-- START OF Available records --

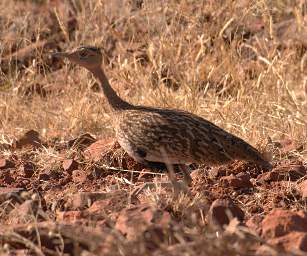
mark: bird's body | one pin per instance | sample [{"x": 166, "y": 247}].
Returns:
[
  {"x": 179, "y": 137},
  {"x": 165, "y": 135}
]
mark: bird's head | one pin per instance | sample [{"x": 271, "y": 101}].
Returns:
[{"x": 89, "y": 57}]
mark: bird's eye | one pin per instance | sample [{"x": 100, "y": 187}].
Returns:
[{"x": 83, "y": 54}]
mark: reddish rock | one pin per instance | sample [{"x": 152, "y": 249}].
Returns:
[
  {"x": 25, "y": 212},
  {"x": 303, "y": 188},
  {"x": 5, "y": 164},
  {"x": 222, "y": 211},
  {"x": 280, "y": 222},
  {"x": 85, "y": 199},
  {"x": 96, "y": 150},
  {"x": 29, "y": 139},
  {"x": 83, "y": 141},
  {"x": 241, "y": 180},
  {"x": 143, "y": 220},
  {"x": 217, "y": 172},
  {"x": 70, "y": 165},
  {"x": 291, "y": 172},
  {"x": 254, "y": 223},
  {"x": 79, "y": 176},
  {"x": 9, "y": 194},
  {"x": 69, "y": 215},
  {"x": 28, "y": 170},
  {"x": 291, "y": 242}
]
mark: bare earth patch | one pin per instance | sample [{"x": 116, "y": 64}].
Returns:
[{"x": 67, "y": 187}]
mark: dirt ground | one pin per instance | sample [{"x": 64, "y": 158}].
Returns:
[{"x": 66, "y": 186}]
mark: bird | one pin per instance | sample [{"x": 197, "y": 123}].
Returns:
[{"x": 164, "y": 136}]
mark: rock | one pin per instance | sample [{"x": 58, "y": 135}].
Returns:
[
  {"x": 82, "y": 141},
  {"x": 69, "y": 215},
  {"x": 96, "y": 150},
  {"x": 291, "y": 242},
  {"x": 222, "y": 211},
  {"x": 44, "y": 176},
  {"x": 79, "y": 176},
  {"x": 5, "y": 164},
  {"x": 28, "y": 169},
  {"x": 303, "y": 188},
  {"x": 254, "y": 223},
  {"x": 143, "y": 220},
  {"x": 290, "y": 172},
  {"x": 25, "y": 212},
  {"x": 281, "y": 222},
  {"x": 29, "y": 139},
  {"x": 84, "y": 199},
  {"x": 70, "y": 165},
  {"x": 217, "y": 172},
  {"x": 12, "y": 194},
  {"x": 241, "y": 180}
]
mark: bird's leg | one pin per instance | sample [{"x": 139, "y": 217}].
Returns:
[
  {"x": 178, "y": 186},
  {"x": 186, "y": 174}
]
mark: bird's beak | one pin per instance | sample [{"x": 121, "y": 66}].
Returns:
[{"x": 60, "y": 54}]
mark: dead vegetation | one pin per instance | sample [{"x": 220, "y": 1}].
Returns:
[{"x": 240, "y": 64}]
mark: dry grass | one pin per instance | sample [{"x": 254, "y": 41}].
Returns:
[{"x": 239, "y": 64}]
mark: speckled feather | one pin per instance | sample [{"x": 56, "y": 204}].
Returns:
[
  {"x": 164, "y": 135},
  {"x": 160, "y": 135}
]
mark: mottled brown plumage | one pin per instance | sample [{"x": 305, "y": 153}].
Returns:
[{"x": 165, "y": 135}]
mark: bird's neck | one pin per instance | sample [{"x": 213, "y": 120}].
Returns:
[{"x": 114, "y": 100}]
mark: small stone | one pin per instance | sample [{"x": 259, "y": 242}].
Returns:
[
  {"x": 287, "y": 172},
  {"x": 25, "y": 212},
  {"x": 280, "y": 222},
  {"x": 303, "y": 188},
  {"x": 81, "y": 142},
  {"x": 85, "y": 199},
  {"x": 28, "y": 170},
  {"x": 29, "y": 139},
  {"x": 44, "y": 176},
  {"x": 79, "y": 176},
  {"x": 217, "y": 172},
  {"x": 222, "y": 211},
  {"x": 9, "y": 193},
  {"x": 69, "y": 215},
  {"x": 96, "y": 150},
  {"x": 5, "y": 164},
  {"x": 239, "y": 181},
  {"x": 254, "y": 223},
  {"x": 70, "y": 165},
  {"x": 140, "y": 220},
  {"x": 291, "y": 242}
]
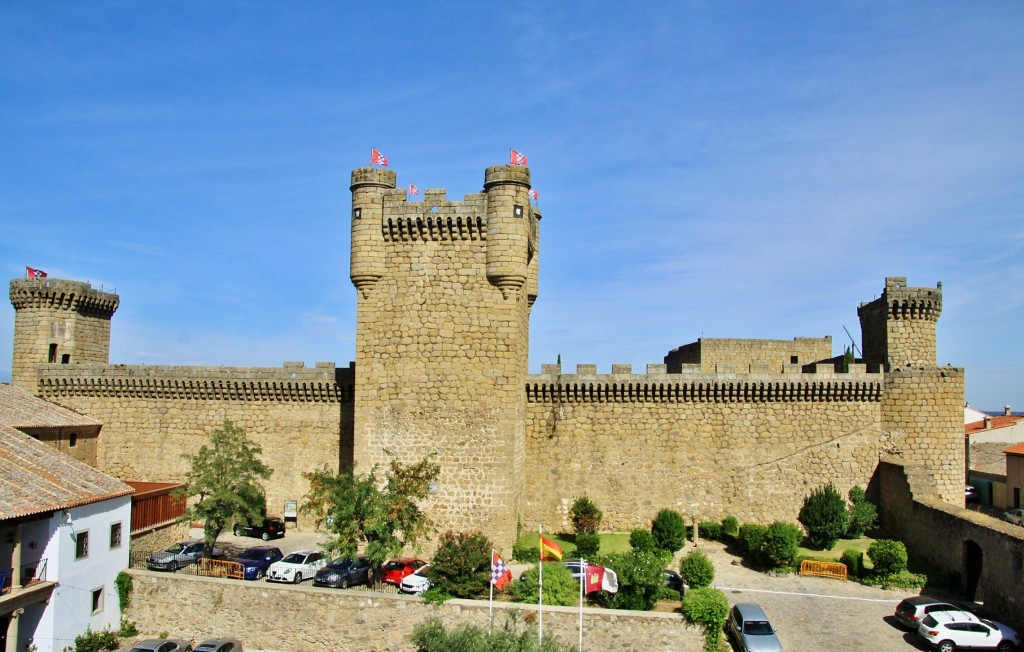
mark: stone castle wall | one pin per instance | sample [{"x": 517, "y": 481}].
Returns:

-- END OF Available records --

* What to work on:
All lines from the line containing "mark: bare earth" through the end of the listing above are to be given again exactly; pictures are not part of the copy.

* Final answer:
mark: bare earth patch | one pin per instance | sample [{"x": 116, "y": 64}].
Returns:
[{"x": 67, "y": 187}]
mark: dirt ground | one pin per instance | sample [{"x": 64, "y": 158}].
Returns:
[{"x": 66, "y": 186}]
mark: bird | one pin per instance | sample [{"x": 197, "y": 123}].
Returns:
[{"x": 164, "y": 136}]
mark: rock | one pin per instance | sample [{"x": 58, "y": 135}].
Returns:
[
  {"x": 82, "y": 141},
  {"x": 69, "y": 215},
  {"x": 96, "y": 150},
  {"x": 291, "y": 242},
  {"x": 222, "y": 211},
  {"x": 44, "y": 176},
  {"x": 79, "y": 176},
  {"x": 5, "y": 164},
  {"x": 28, "y": 169},
  {"x": 303, "y": 188},
  {"x": 254, "y": 223},
  {"x": 143, "y": 220},
  {"x": 290, "y": 172},
  {"x": 25, "y": 212},
  {"x": 281, "y": 222},
  {"x": 29, "y": 139},
  {"x": 84, "y": 199},
  {"x": 70, "y": 165},
  {"x": 217, "y": 172},
  {"x": 12, "y": 194},
  {"x": 241, "y": 180}
]
mark: bird's leg | one pin per instance | sample [{"x": 139, "y": 217}].
Returns:
[
  {"x": 178, "y": 186},
  {"x": 186, "y": 174}
]
mark: bird's beak | one pin per instance | sample [{"x": 121, "y": 66}].
Returns:
[{"x": 60, "y": 54}]
mark: dead vegetation | one pin per instance | sample [{"x": 220, "y": 1}].
Returns:
[{"x": 240, "y": 64}]
mark: dry grass | one pin per instance | sample [{"x": 254, "y": 41}].
Returns:
[{"x": 239, "y": 64}]
mark: speckled feather | one pin per instance | sample [{"x": 56, "y": 204}].
Returns:
[
  {"x": 164, "y": 135},
  {"x": 160, "y": 135}
]
mark: mottled brown plumage | one pin per instance | sample [{"x": 305, "y": 153}].
Returns:
[{"x": 165, "y": 135}]
mark: bird's neck | one pin per instance | sample [{"x": 213, "y": 120}].
Returns:
[{"x": 114, "y": 100}]
mark: small stone | one pin per instance | sample [{"x": 259, "y": 242}].
Returns:
[
  {"x": 287, "y": 172},
  {"x": 25, "y": 212},
  {"x": 280, "y": 222},
  {"x": 303, "y": 188},
  {"x": 81, "y": 142},
  {"x": 85, "y": 199},
  {"x": 28, "y": 170},
  {"x": 29, "y": 139},
  {"x": 44, "y": 176},
  {"x": 79, "y": 176},
  {"x": 217, "y": 172},
  {"x": 222, "y": 211},
  {"x": 9, "y": 193},
  {"x": 69, "y": 215},
  {"x": 96, "y": 150},
  {"x": 5, "y": 164},
  {"x": 239, "y": 181},
  {"x": 254, "y": 223},
  {"x": 70, "y": 165},
  {"x": 140, "y": 220},
  {"x": 291, "y": 242}
]
mark: stone castle wall | one pin per instance | sample [{"x": 517, "y": 481}].
Returns:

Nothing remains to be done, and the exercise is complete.